(Stored data)
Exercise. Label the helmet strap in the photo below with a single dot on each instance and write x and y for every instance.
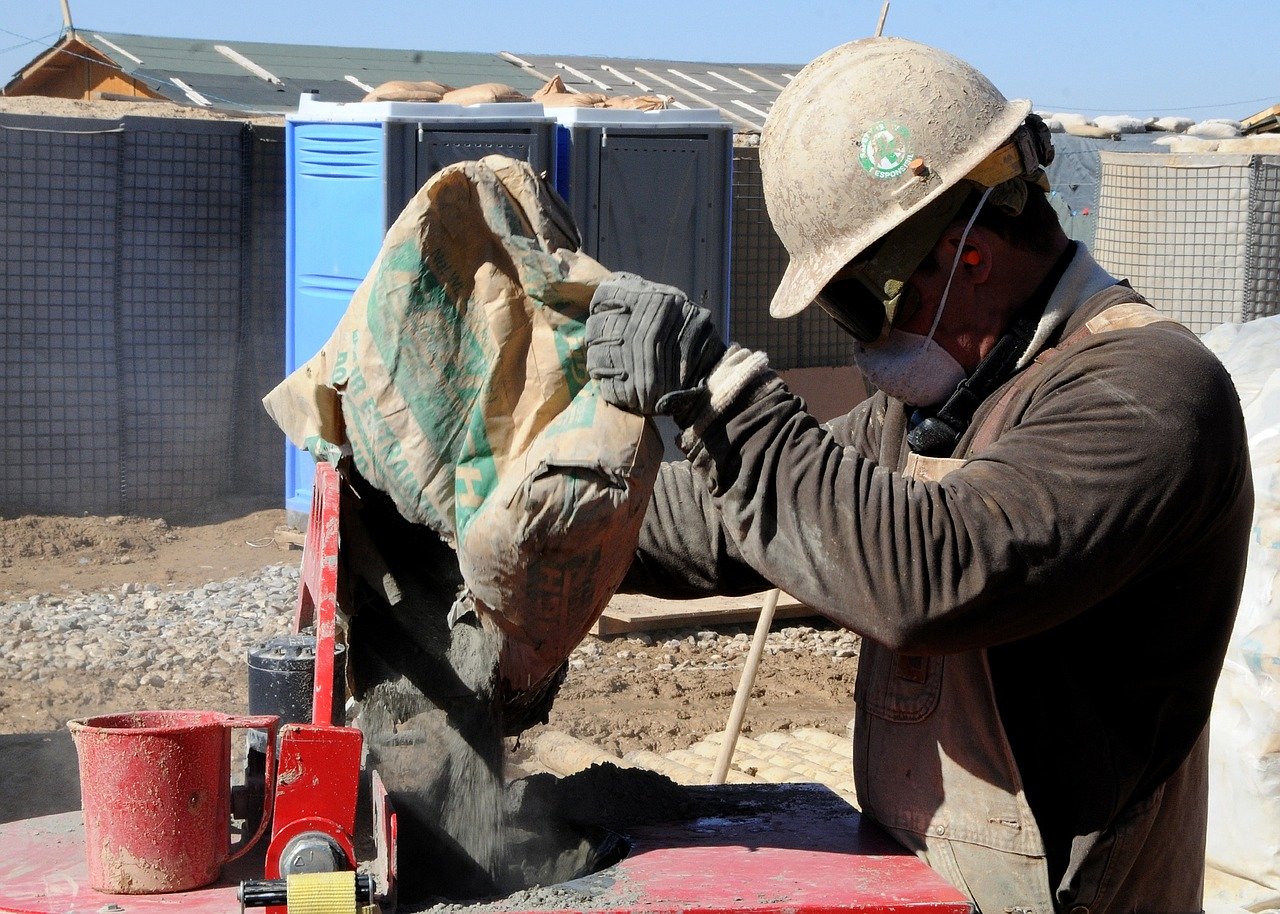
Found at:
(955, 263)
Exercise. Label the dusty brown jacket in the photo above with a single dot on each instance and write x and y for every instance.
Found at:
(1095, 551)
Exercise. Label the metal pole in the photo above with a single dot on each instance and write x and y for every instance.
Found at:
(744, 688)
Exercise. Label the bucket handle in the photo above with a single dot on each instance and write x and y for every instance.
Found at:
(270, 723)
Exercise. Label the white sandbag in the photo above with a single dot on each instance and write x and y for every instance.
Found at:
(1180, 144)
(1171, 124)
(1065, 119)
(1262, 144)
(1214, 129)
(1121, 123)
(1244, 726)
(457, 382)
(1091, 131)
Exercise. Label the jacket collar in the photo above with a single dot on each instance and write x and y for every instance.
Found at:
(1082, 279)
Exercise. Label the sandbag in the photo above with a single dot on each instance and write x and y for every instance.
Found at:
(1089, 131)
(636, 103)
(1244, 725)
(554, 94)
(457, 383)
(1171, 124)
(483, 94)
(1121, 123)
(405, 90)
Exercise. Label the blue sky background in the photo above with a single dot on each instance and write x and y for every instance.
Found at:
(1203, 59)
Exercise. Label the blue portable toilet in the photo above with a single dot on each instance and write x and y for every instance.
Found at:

Prompt – Nothing but a number is wanted: report how many lines in the entries above contain the string "blue".

Written solution – 2